§ **Task instructions**: Reproduce, exactly as they appear, the line containing "Target: stone on streambed" and every line after it, ending with the last line of the records.

§ **Data extract**:
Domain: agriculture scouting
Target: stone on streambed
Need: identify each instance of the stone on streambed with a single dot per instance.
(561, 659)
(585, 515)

§ **Result of the task**:
Target: stone on streambed
Need: identify each instance of the stone on streambed with a single dot per instance.
(561, 659)
(585, 515)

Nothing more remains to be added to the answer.